_EXERCISE_. Could you transcribe each record below exactly as written, setting the pictures aside?

—————

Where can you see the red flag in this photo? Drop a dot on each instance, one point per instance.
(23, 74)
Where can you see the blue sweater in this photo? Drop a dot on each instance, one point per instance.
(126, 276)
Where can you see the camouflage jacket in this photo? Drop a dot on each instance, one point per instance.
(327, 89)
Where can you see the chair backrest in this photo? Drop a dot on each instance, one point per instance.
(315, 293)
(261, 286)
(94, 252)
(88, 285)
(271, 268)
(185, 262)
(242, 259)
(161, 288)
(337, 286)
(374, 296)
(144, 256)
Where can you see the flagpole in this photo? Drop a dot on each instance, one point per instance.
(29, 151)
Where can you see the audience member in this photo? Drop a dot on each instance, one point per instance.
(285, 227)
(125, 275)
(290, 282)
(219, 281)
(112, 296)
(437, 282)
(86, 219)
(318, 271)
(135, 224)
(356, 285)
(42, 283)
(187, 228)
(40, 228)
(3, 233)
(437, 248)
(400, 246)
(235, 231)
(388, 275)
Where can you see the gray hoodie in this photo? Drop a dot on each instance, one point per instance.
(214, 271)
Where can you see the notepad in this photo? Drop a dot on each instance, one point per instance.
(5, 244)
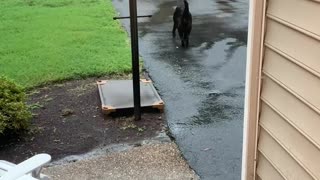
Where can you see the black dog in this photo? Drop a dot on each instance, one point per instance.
(183, 22)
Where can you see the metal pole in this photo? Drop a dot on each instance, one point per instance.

—————

_TASK SOLUTION_.
Where can you see the red flag in this photo? Drop a dot on each instance, one point per instance.
(23, 74)
Where can you see the blue sweater in this photo? Drop a dot on each instance, one point per instance.
(126, 276)
Where can you see the camouflage jacket in this photo? Drop a dot on each instance, one point per instance.
(327, 89)
Where can you see the chair backrest in this photo? Drop a dot on each instance, one point per instance.
(315, 293)
(261, 286)
(94, 252)
(88, 285)
(271, 268)
(185, 262)
(242, 259)
(161, 288)
(337, 286)
(374, 296)
(144, 256)
Where can you see the flagpole in this photo? Drop a dot on each instance, one point per instance.
(29, 151)
Where can you see the audience member in this photo? Drop a dot on each instance, one point per instance.
(285, 227)
(125, 275)
(290, 282)
(219, 281)
(112, 296)
(437, 282)
(86, 219)
(318, 271)
(135, 224)
(356, 285)
(42, 283)
(187, 228)
(40, 228)
(3, 233)
(437, 248)
(400, 246)
(235, 231)
(388, 275)
Where can you see the gray hoodie in this photo? Drop a dot on each instance, one point per instance.
(214, 271)
Where can you see the notepad in this photo? Drop a dot on each instance, one point per instance.
(5, 244)
Where can you see the black dog in this photo? Drop a dot on each instance, one point per instance.
(183, 22)
Where can you see the metal pole in this photo? Drop a dot on each instance, one point per instance.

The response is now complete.